- WHAT IS REQUIRED -
Each of the entries below is to be written out exactly, and the images skipped.

Stored data entries:
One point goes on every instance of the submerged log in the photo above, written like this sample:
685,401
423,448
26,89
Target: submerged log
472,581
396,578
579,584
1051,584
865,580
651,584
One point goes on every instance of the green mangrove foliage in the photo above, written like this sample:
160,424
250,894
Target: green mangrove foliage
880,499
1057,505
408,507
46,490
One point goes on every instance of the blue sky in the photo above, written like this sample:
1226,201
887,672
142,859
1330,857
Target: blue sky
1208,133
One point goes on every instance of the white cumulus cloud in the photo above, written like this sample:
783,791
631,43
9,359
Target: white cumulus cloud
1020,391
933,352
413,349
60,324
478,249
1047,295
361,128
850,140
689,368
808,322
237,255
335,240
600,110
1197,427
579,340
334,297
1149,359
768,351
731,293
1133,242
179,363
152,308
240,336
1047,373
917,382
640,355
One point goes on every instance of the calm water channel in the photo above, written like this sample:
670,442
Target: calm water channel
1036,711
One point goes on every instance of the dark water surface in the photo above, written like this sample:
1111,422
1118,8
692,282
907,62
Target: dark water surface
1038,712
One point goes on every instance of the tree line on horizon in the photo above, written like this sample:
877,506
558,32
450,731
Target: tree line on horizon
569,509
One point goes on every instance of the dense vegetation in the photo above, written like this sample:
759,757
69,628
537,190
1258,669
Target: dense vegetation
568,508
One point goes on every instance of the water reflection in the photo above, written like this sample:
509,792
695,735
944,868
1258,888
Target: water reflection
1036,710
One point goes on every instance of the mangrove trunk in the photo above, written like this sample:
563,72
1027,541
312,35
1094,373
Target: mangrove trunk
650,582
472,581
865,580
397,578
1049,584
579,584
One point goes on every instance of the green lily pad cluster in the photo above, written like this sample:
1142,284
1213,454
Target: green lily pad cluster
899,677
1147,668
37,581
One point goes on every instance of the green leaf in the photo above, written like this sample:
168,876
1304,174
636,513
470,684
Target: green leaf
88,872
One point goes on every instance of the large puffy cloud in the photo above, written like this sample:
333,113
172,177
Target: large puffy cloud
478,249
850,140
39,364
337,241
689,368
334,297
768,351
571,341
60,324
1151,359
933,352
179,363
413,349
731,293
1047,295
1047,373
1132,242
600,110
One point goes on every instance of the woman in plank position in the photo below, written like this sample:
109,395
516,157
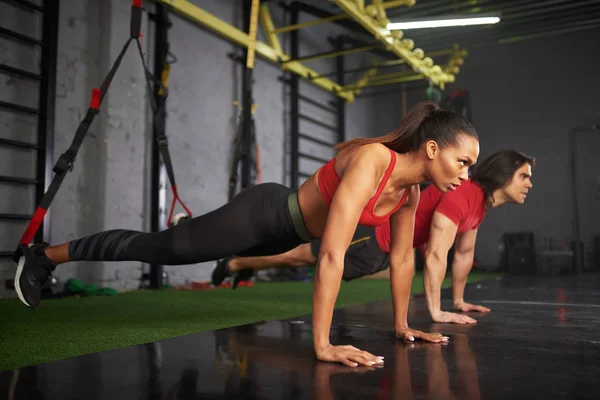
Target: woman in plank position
368,182
442,219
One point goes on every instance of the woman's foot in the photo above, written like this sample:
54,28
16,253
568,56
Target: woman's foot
223,271
33,270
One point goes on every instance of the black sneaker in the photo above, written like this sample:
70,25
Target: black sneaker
220,272
33,270
242,276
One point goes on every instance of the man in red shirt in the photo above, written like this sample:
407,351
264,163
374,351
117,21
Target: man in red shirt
442,219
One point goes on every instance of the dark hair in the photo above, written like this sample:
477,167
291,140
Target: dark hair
498,169
426,121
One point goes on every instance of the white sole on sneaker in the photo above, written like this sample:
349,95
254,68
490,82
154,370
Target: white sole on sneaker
20,267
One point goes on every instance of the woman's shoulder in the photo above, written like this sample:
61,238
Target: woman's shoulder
376,151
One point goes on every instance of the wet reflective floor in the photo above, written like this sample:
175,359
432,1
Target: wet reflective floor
541,340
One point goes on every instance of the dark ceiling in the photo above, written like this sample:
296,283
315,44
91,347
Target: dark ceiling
520,20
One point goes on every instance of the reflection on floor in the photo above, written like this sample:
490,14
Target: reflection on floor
541,340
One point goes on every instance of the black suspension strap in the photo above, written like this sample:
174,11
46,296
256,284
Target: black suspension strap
67,159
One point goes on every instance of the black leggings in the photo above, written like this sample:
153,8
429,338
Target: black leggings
256,222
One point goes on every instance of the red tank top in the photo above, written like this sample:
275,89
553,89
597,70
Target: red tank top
329,182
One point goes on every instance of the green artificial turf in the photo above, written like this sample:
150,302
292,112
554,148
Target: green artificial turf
67,327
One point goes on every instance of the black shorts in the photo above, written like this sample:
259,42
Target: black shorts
363,257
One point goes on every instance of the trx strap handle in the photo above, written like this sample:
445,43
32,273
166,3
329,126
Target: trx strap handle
65,162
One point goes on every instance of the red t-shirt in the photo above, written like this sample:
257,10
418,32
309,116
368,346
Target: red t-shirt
465,207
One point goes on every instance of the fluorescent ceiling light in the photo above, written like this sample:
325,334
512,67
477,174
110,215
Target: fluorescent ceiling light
442,23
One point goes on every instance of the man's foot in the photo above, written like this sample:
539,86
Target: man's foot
242,276
221,272
33,270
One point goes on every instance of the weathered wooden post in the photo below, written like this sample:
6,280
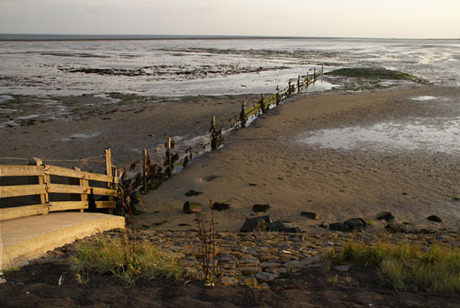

- SOLUTION FOR THIS EXERCISE -
One point goes on every instance of the submerged log in the photo above, written like this sample:
685,401
423,448
26,89
Target: submerged log
472,581
396,578
579,584
1051,584
865,580
651,584
One point goes on every instance of the green mangrove foliage in the photo above, written like this sample:
160,424
250,894
Target: green mangrove foliage
880,499
1057,505
408,507
46,490
One point goes on every instance of the blue sky in the photo above, written like this sample:
1226,201
887,672
142,859
1330,857
Target: blue sky
1208,133
One point goes on every instance of the white cumulus cloud in the photo above, written like this sample:
783,791
631,43
9,359
Target: white cumulus cloud
1020,391
933,352
413,349
60,324
478,249
1047,295
361,128
850,140
689,368
808,322
237,255
335,240
600,110
1197,427
579,340
334,297
1149,359
768,351
731,293
1133,242
179,363
152,308
240,336
1047,373
917,382
640,355
One point goes on every instance of the calm water channel in the photo above, written like this sample:
670,442
Target: calm water channel
1036,711
One point goes on every instance of the dark water surface in the photo above, written like this sample:
1111,422
1118,8
692,282
907,62
Target: dark water surface
1038,712
One point goes on every instance of the tree line on horizon in the photo above, written like this sample:
877,506
558,32
450,731
Target: tree line on horizon
569,509
One point goes on every instance of the dense vegetation in the photo above, written like this sample:
759,757
69,628
537,190
1258,669
Target: dense vegetation
568,508
One point goes on every instance of the water reflection in the photo above, written like this sample:
509,792
695,735
944,868
1258,888
Target: water reflection
1036,710
One point goes on every instance of the mangrove trunk in the photo above, written like this sample:
563,72
1027,541
312,35
1094,373
Target: mangrove trunk
650,582
472,581
865,580
397,578
1049,584
579,584
One point goes on every instance of the green lily pad cluster in the photo above, written like this sample:
1142,284
1213,454
Target: green lily pad cluster
899,677
1147,668
37,581
One point goes on every instance of the green leaf in the photo above, written like this sample:
168,876
1304,174
636,513
470,684
Target: green leaf
88,872
One point goes on every instance of the large puffy cloud in the photo above, written like this sample:
333,113
172,177
Target: large puffy cloud
478,249
850,140
39,364
337,241
689,368
334,297
768,351
571,341
60,324
1151,359
933,352
179,363
413,349
731,293
1047,295
1047,373
1132,242
600,110
One point goes on every instance of the woman in plank position in the photo below, written like this sample:
109,395
516,157
Target: woman in plank position
368,182
442,219
One point goes on every instance of the woman's foot in the photo above, written like this sample:
54,28
16,253
568,56
Target: woman's foot
223,271
33,270
One point goes on every instance of the black sneaker in the photo above, written like this sample:
70,25
Target: black sneaker
220,272
33,270
242,276
One point goes on every instance of the man in red shirt in the photo above, written like this sample:
407,351
264,163
374,351
117,21
Target: man in red shirt
442,219
One point goes on every instance of the dark hair in the photo above, written like this sample:
477,167
291,140
Target: dark hair
498,169
426,121
One point goes on every instance of the white sole on sneaker in the photo above, written like this sample:
349,95
254,68
490,82
154,370
Target: white sole on sneaker
20,267
One point goes on every instance of the woman's shoulder in the photo above, written like this sample:
61,238
Target: woman's shoulder
376,151
One point goes on every instance of the wet reflective floor in the photo above, written like this sample:
175,359
432,1
Target: wet reflective floor
541,340
One point goes on every instance of the dark ceiling in the photo above, written like this sample:
296,283
315,44
91,347
Target: dark ceiling
520,20
One point goes on every instance of the reflection on floor in the photo above, written like this sample:
490,14
Target: reflection on floor
541,340
One point goes on every instance of the black suspension strap in the photo above, written like this sample:
174,11
46,296
256,284
Target: black suspension strap
67,159
One point goes on every instance of the black leggings in the photo above, written like this sample:
153,8
429,338
Target: black leggings
256,222
One point goes on every instance of the red tank top in the photo above, written like this sample:
275,89
553,89
597,70
Target: red tank top
329,182
One point goes on every instance of the green artificial turf in the photo above, written like this sample:
150,302
292,112
554,148
Target: green artificial turf
67,327
One point goes on every instance of the black shorts in the photo above, written like this sample:
259,42
Target: black shorts
363,257
One point goes on every instance of the trx strap handle in the photo above, written like this sample:
445,43
32,273
166,3
329,126
Target: trx strap handle
65,162
One point goes on every instance of the red t-shirt in the photo above, written like this sample:
257,10
418,32
309,116
368,346
Target: red t-shirt
465,207
One point goes on every instance of the fluorescent ceiling light in the photo above, written like this sample:
325,334
512,67
477,174
110,215
Target: fluorescent ceiling light
442,23
One point goes on every instance of the man's foot in the photo above, written like this sample:
539,86
Target: man's foot
242,276
221,272
33,270
One point goes on every instance of the weathered wooden post in the photo below, written like this sample:
6,280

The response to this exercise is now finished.